RECORD SET:
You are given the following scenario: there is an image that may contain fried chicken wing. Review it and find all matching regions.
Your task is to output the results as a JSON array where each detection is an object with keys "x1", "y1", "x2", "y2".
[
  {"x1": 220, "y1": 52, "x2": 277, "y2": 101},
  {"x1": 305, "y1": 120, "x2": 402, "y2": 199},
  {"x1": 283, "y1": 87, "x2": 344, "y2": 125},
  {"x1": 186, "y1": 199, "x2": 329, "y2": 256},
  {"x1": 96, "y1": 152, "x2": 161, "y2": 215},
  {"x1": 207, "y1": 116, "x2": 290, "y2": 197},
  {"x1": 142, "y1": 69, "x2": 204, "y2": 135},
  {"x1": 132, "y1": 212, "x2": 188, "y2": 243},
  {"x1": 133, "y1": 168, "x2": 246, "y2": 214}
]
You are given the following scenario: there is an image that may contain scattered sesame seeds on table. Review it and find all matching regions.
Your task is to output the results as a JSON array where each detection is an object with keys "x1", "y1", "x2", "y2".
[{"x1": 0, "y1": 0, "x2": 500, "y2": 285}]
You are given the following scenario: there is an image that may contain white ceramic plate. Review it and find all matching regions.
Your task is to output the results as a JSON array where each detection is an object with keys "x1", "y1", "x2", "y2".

STATED PROBLEM: Copy all of the rows above word for word, with nothing changed, added, or left out.

FULL RESPONSE:
You are given the following scenario: there is an image that may contain fried chicken wing. Review it and find all matching regions.
Your task is to output the results as a JSON array where each detection is an object with keys "x1", "y1", "x2", "y2".
[
  {"x1": 220, "y1": 52, "x2": 277, "y2": 101},
  {"x1": 305, "y1": 120, "x2": 402, "y2": 199},
  {"x1": 283, "y1": 87, "x2": 344, "y2": 125},
  {"x1": 186, "y1": 199, "x2": 329, "y2": 256},
  {"x1": 96, "y1": 152, "x2": 161, "y2": 215},
  {"x1": 207, "y1": 116, "x2": 290, "y2": 197},
  {"x1": 142, "y1": 69, "x2": 204, "y2": 135},
  {"x1": 132, "y1": 212, "x2": 188, "y2": 243},
  {"x1": 133, "y1": 168, "x2": 246, "y2": 214}
]
You are given the following scenario: there is an image that may contain scattered sesame seeds on table. Review it and find all matching regions.
Your task is to output the results as a JSON array where each detection is an object with keys "x1", "y1", "x2", "y2".
[{"x1": 0, "y1": 0, "x2": 500, "y2": 285}]
You are given the following scenario: there is an image that may contain white ceramic plate. Review it and find all matching regions.
Your task is to output the results as a JSON array where each detection is an object with keys "x1", "y1", "x2", "y2".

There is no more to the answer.